## Goal 1
Reproduce every line of the run_pointer records below without changing anything.

## Excerpt
[PATCH bpf-next 2/2] bpf: arm64: Optimize recursion detection by not using atomics

Wed Dec 17 11:45:14 PST 2025

On 12/17/25 10:44 AM, Puranjay Mohan wrote:
> On Wed, Dec 17, 2025 at 6:24 PM Yonghong Song <yonghong.song at linux.dev> wrote:
>>
>>
>> On 12/17/25 8:56 AM, bot+bpf-ci at kernel.org wrote:
>>>> diff --git a/include/linux/bpf.h b/include/linux/bpf.h
>>>> index 2da986136d26..654fb94bf60c 100644
>>>> --- a/include/linux/bpf.h
>>>> +++ b/include/linux/bpf.h
>>> [ ... ]
>>>
>>>> @@ -2006,12 +2009,32 @@ struct bpf_struct_ops_common_value {
>>>>
>>>>    static inline bool bpf_prog_get_recursion_context(struct bpf_prog *prog)
>>>>    {
>>>> +#ifdef CONFIG_ARM64
>>>> +    u8 rctx = interrupt_context_level();
>>>> +    u8 *active = this_cpu_ptr(prog->active);
>>>> +
>>>> +    active[rctx]++;
>>>> +    barrier();
>>>> +    if (get_unaligned_le32(active) != BIT(rctx * 8))
>>>> +            return false;
>>>> +
>>>> +    return true;
>>>> +#else
>>>>       return this_cpu_inc_return(*(prog->active)) == 1;
>>>> +#endif
>>>>    }
>>> Can preemption between the increment and check cause a counter leak on
>>> CONFIG_PREEMPT_RCU systems? The trampoline calls this function under
>>> rcu_read_lock_dont_migrate() which allows preemption on PREEMPT_RCU
>>> (documented at include/linux/rcupdate.h:856).
>>>
>>> Consider this scenario on an ARM64 system with PREEMPT_RCU:
>>>
>>> 1. Thread A increments active[0] to 1
>>> 2. Preemption occurs before Thread A reaches the check
>>> 3. Thread B on same CPU increments active[0] to 2
>>> 4. Thread B checks: sees 2 != BIT(0), returns false
>>> 5. Thread A resumes, checks: sees 2 != BIT(0), returns false
>>> 6. Both threads return false, neither runs BPF
>>> 7. Neither calls bpf_prog_put_recursion_context() (see
>>>      __bpf_prog_enter_recur() at kernel/bpf/trampoline.c:952)
>>> 8. Counter permanently stuck at 2, all future BPF on this CPU fails
>>>
>>> The old atomic code handled this correctly because this_cpu_inc_return()
>>> completes atomically, ensuring Thread A reads the value 1 before Thread B
>>> can interfere. With non-atomic operations, Thread A increments but hasn't
>>> read the value yet, allowing Thread B to interfere and cause both threads
>>> to see the modified value.

## Records
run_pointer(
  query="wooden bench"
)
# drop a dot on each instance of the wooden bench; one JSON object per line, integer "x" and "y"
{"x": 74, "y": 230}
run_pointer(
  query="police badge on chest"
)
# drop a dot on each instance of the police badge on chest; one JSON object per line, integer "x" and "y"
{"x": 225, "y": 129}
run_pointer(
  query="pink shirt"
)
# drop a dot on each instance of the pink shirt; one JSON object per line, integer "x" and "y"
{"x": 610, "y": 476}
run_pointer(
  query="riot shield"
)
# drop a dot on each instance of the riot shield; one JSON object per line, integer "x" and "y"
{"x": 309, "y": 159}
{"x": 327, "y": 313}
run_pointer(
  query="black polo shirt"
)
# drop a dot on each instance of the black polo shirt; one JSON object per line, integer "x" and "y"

## Goal 2
Answer these about the patch review:
(a) Which config option must be set for the new code in bpf_prog_get_recursion_context() to be used?
(b) Under which call does the trampoline invoke this function, according to the review?
(c) In the scenario described, at what value does the counter stay stuck?

## Final result 1
run_pointer(
  query="wooden bench"
)
# drop a dot on each instance of the wooden bench; one JSON object per line, integer "x" and "y"
{"x": 74, "y": 230}
run_pointer(
  query="police badge on chest"
)
# drop a dot on each instance of the police badge on chest; one JSON object per line, integer "x" and "y"
{"x": 225, "y": 129}
run_pointer(
  query="pink shirt"
)
# drop a dot on each instance of the pink shirt; one JSON object per line, integer "x" and "y"
{"x": 610, "y": 476}
run_pointer(
  query="riot shield"
)
# drop a dot on each instance of the riot shield; one JSON object per line, integer "x" and "y"
{"x": 309, "y": 159}
{"x": 327, "y": 313}
run_pointer(
  query="black polo shirt"
)
# drop a dot on each instance of the black polo shirt; one JSON object per line, integer "x" and "y"

## Final result 2
(a) CONFIG_ARM64
(b) rcu_read_lock_dont_migrate()
(c) 2